## [Work to be completed]
Please copy the lines below, from the line with "Find the speed" up to and including the line with "[1100, 305]", character for character. Reproduce only those lines.

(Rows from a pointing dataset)
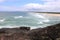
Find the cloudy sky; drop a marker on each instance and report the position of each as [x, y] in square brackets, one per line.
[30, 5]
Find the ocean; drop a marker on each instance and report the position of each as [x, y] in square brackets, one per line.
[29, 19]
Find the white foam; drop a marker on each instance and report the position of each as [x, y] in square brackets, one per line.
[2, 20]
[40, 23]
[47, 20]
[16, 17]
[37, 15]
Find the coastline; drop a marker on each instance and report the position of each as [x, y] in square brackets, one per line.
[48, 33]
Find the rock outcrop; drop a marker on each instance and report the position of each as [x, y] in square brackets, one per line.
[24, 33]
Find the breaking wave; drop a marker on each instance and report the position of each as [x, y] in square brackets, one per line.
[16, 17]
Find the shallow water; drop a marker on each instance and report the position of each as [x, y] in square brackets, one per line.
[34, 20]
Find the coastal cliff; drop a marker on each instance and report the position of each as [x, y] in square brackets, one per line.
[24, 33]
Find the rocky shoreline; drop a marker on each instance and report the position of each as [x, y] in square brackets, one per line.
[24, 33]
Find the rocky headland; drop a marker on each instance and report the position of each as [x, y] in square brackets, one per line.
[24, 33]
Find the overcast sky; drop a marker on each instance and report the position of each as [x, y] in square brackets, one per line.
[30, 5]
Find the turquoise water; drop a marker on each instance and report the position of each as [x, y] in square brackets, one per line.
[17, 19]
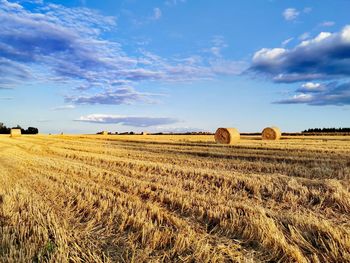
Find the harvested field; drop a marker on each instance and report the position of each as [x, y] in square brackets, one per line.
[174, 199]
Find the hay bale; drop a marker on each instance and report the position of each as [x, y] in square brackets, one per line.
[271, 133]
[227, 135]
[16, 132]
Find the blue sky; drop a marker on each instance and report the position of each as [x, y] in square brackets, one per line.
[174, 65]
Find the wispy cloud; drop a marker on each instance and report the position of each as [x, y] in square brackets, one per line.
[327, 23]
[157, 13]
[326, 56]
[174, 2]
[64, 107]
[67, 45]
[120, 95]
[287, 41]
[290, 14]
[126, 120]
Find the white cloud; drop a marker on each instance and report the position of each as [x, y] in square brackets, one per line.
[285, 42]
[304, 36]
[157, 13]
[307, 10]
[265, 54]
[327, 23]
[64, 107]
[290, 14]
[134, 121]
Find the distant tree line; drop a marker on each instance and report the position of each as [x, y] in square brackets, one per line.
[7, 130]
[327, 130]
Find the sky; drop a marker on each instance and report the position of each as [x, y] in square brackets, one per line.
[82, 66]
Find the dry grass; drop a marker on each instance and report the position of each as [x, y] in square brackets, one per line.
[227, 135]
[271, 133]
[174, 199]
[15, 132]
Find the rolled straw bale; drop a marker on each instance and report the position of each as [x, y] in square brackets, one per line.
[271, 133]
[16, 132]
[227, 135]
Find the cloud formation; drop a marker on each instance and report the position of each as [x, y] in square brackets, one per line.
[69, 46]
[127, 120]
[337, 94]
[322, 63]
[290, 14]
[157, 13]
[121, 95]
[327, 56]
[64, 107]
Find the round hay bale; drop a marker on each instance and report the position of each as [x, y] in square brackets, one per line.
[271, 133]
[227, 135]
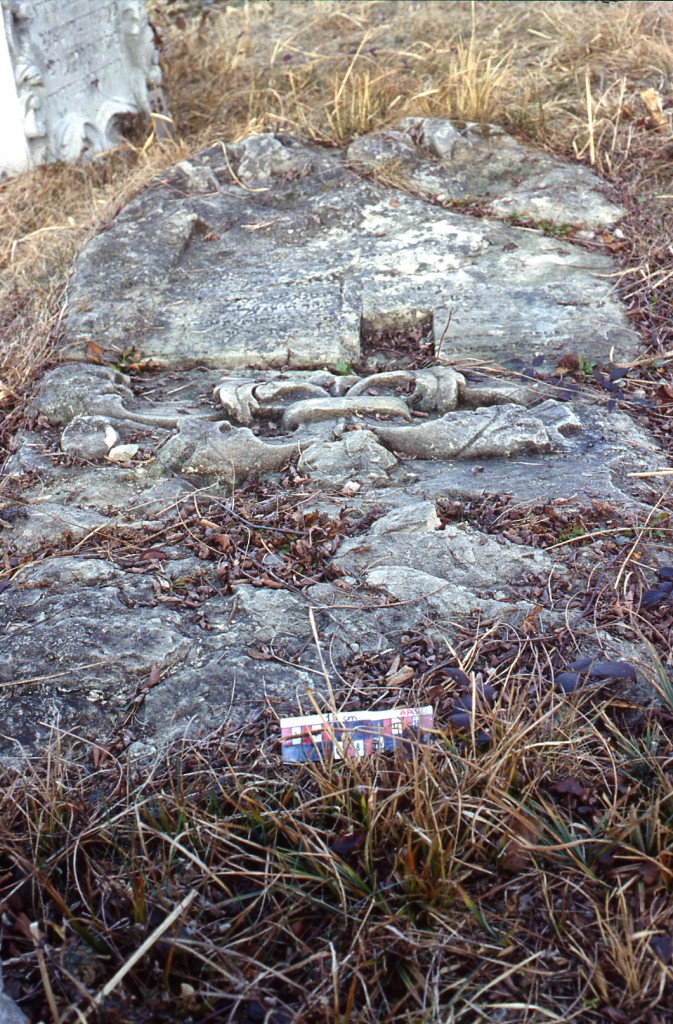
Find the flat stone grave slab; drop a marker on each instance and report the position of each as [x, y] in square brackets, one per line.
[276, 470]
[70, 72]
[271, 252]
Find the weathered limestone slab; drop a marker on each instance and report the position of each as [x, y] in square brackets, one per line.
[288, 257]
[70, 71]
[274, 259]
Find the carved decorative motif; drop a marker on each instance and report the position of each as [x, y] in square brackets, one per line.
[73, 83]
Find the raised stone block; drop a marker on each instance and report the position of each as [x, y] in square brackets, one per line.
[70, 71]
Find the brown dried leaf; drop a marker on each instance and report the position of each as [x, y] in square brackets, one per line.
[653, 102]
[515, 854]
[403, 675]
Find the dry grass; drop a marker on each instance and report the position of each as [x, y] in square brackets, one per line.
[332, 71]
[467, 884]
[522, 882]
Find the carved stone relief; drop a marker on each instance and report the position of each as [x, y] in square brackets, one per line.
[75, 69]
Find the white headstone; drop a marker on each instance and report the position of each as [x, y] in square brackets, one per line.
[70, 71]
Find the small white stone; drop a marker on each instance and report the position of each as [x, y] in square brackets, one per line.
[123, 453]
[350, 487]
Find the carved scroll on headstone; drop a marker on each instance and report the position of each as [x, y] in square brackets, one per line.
---
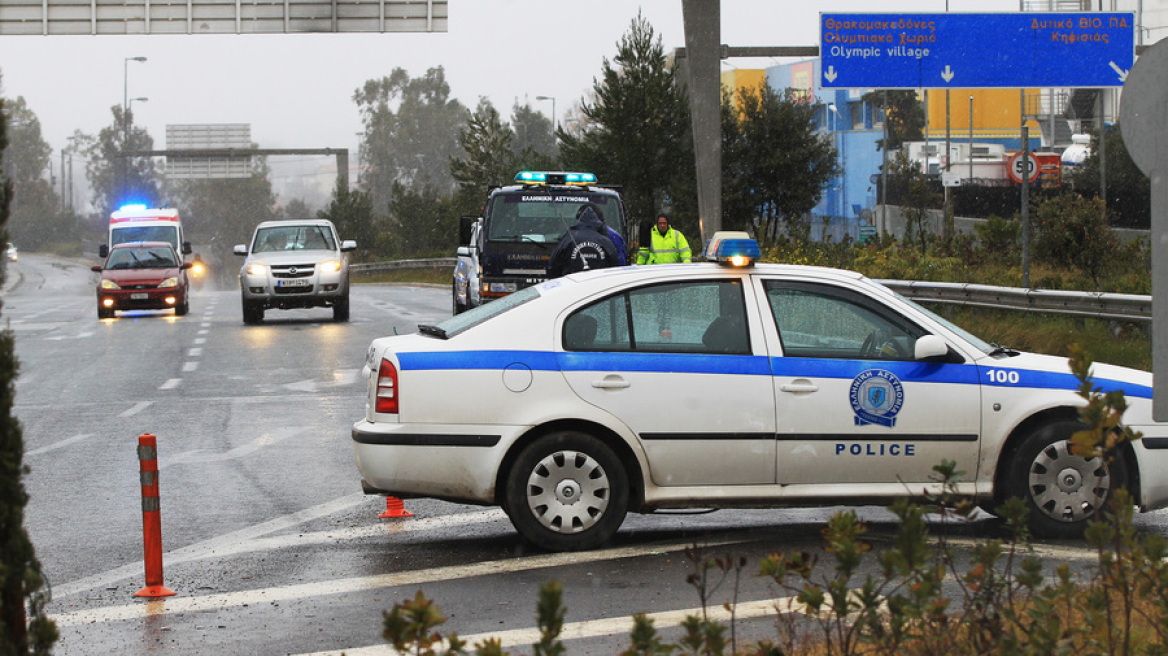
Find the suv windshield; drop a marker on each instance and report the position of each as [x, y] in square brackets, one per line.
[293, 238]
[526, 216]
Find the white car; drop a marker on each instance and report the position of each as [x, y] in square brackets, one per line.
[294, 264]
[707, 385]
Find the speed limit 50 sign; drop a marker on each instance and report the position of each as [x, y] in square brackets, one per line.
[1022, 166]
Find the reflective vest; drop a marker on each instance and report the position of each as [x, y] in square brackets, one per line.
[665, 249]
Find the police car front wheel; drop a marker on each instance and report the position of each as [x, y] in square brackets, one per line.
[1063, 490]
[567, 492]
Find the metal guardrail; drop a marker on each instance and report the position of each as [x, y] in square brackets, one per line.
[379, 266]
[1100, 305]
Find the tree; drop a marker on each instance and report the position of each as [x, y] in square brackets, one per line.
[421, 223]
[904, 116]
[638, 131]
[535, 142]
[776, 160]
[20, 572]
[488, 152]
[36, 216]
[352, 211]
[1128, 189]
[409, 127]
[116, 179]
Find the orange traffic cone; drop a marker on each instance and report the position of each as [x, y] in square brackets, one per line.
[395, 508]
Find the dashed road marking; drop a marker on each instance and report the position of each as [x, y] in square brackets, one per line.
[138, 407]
--
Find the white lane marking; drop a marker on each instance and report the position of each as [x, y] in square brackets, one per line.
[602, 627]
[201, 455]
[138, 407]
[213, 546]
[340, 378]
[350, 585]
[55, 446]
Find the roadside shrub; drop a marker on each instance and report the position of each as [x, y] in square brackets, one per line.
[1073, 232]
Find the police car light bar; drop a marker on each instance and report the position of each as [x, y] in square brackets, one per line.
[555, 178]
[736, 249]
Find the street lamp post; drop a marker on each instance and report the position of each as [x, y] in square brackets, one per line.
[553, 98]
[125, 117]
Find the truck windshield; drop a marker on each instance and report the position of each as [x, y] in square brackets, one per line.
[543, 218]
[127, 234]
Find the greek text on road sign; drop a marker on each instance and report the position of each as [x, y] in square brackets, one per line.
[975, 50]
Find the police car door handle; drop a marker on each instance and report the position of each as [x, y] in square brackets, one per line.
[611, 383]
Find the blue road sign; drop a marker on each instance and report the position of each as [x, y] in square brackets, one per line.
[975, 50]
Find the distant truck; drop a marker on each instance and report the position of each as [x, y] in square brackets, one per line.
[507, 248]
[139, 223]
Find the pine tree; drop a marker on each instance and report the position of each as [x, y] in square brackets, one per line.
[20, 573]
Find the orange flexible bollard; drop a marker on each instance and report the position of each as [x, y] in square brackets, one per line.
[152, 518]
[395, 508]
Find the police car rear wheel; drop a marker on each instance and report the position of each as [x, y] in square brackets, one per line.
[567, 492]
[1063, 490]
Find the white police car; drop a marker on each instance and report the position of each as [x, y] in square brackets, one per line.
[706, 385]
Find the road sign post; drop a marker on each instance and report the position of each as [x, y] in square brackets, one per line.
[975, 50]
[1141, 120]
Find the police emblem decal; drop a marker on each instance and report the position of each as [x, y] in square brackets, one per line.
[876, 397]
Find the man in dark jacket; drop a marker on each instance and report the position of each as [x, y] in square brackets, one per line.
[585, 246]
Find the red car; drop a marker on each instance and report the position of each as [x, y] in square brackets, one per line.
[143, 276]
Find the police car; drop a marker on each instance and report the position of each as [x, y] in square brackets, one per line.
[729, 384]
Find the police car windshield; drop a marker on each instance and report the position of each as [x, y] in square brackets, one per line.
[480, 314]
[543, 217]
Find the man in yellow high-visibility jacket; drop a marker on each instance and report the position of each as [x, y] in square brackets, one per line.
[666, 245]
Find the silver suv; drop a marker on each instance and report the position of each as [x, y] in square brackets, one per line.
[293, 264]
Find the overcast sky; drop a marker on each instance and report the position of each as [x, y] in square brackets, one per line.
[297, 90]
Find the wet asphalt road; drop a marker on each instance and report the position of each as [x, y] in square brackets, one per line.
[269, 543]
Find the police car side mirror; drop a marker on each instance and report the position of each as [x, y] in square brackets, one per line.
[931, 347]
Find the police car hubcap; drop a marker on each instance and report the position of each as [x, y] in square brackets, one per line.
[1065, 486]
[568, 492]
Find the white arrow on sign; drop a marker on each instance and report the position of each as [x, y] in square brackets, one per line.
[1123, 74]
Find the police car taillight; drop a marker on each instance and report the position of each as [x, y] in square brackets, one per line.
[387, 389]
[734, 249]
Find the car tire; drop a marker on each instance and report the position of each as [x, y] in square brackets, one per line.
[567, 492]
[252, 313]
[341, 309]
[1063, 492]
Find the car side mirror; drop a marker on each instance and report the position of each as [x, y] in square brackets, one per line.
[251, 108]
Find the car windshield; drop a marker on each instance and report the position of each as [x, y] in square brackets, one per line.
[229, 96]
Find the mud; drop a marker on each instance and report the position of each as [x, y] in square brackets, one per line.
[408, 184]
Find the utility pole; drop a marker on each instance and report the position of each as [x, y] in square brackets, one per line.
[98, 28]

## [Complete response]
Find the speed limit 50 sign; drop a marker on each instance and report the position of each as [x, y] in square brackets, one per line.
[1022, 166]
Find the reflective vest; drop a marker on each instance and report the position of each as [x, y] in square brackets, one per line.
[665, 249]
Find the police car front wheel; drop a marker on each instance and report the position of each as [x, y] in square brackets, one per line.
[1063, 490]
[567, 492]
Find the metal guardrail; drop a marker on each instance and report the position of each as [x, y] in square brackets, one per line.
[379, 266]
[1100, 305]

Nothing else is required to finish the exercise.